**Reading text:**
-- Opening Marker --
By Dylan Deprey
It was almost like déjà vu for Rosie (Mama Rose) Caradine-Lewis as she sat listening to a presentation at the Wisconsin African American Women’s Center. The PowerPoint playing at the front of the room read, “Lead-Free Water.” After having fought the lead paint industry back in the late seventies and early eighties, she said that she would hop back in the ring for a second round.
“After all the work we went through, all the paperwork and going to court. We worked really hard and to see this just makes me want to go in a hole, but I’m not I’m going to fight,” Caradine-Lewis said.
In the fight for clean drinking water, the Freshwater for Life Action Coalition (FLAC) held its first town hall meeting Aug. 18. The meeting was a way to reach out to the community, and educate those who might have lead service lines buried beneath their house.
FLAC was created ten months ago to bring awareness to the dangers of the 70,000 lead lateral pipes providing water to households across the city. The coalition did extensive research and investigating to arm those with the knowledge of how to deal with lead contaminated water.
Robert Miranda, FLAC member, said that most of the lead pipes are located on primarily the North and South sides of Milwaukee in older stock homes.
Miranda explained the linear process of water from lake to faucet. Water is pumped from the bottom of Lake Michigan. Then Milwaukee Water Works sends the water to Linnwood Water Treatment Plant. After going through reverse osmosis and distillation processes it is sent through pipes to a water main where the water is still clean. Once the water leaves the main and flows through the lead lateral pipes connecting the house to the water main, the glass of ice water is contaminated.
Miranda also mentioned how the city put their service line replacement project to a halt back in January 2016. The problem with the lead service lines was that half of the line belonged the city and the other to the homeowner. What the city had been doing was replacing their “half” of the pipe with copper pipe.
-- Closing Marker --
**Complete the following:**
[A] Translate this sentence from the article on lead water pipes into Spanish: "FLAC was created ten months ago to bring awareness to the dangers of the 70,000 lead lateral pipes providing water to households across the city."
[B] Rewrite the paragraph of the article on lead water pipes that begins "Miranda explained the linear process" as a numbered list of steps.
[C] Continue the article on lead water pipes from its last sentence.

**Data listing:**
-- Opening Marker --
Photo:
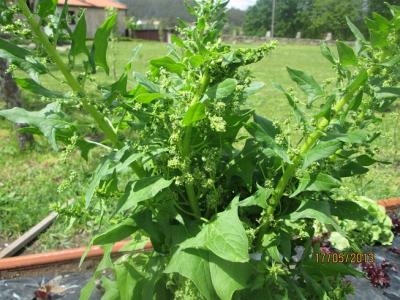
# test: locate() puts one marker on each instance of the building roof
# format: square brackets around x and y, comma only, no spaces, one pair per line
[94,3]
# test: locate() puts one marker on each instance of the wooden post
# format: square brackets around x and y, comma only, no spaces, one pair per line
[28,236]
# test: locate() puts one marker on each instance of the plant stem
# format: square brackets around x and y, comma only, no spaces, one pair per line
[51,50]
[186,147]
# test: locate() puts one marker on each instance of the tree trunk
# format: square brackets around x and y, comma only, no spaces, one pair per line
[9,91]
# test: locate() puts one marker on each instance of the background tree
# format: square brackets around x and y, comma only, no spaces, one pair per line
[380,7]
[323,16]
[9,91]
[259,17]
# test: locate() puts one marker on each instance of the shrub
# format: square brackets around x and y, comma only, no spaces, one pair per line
[235,205]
-- Closing Marker --
**Task-by-task results:**
[A] FLAC se creó hace diez meses para concienciar sobre los peligros de las 70.000 tuberías laterales de plomo que abastecen de agua a los hogares de toda la ciudad.

[B]
1. Water is pumped from the bottom of Lake Michigan.
2. Milwaukee Water Works sends it to Linnwood Water Treatment Plant.
3. After reverse osmosis and distillation, it goes through pipes to a water main, where it is still clean.
4. It leaves the main and flows through the lead lateral pipes that connect the house to the main, and at that point it becomes contaminated.

[C]
The first problem was that by disturbing the pipes, phosphorous gas added to coat the pipes lead is left useless when it is shaken. The second issue is that when copper and lead react they create a volatile battery.
“Partial service lines are not the answer. Lead should not be an issue for our families, it’s poisonous to our children, toxic to our water, and the whole thing needs to be replaced,” Miranda said.
Lead water contamination comes with great costs: physically and financially. A lateral service line replacement in Milwaukee costs around $10,000. FLAC as well as other elected officials in the audience mentioned working on trying to receive grants and potentially work out a budget to help with the cost of the replacement.
Dr. Patricia McManus, FLAC coalition member, said that reports back in the nineties showed that kids who had experienced high amounts of lead showed high irritability, lower IQ, and can even more prone to violence.
Infants and children are the most at-risk because lead is a neurotoxin. So, when a newborn drinks formula mixed with contaminated water it is also ingesting toxins that are poisonous and destructive to nervous tissue in the brain. This can cause brain disorders.
“The key thing is, there is no safe level of lead, to me its insane to say ‘well if you are lower then this amount you are fine,” McManus said.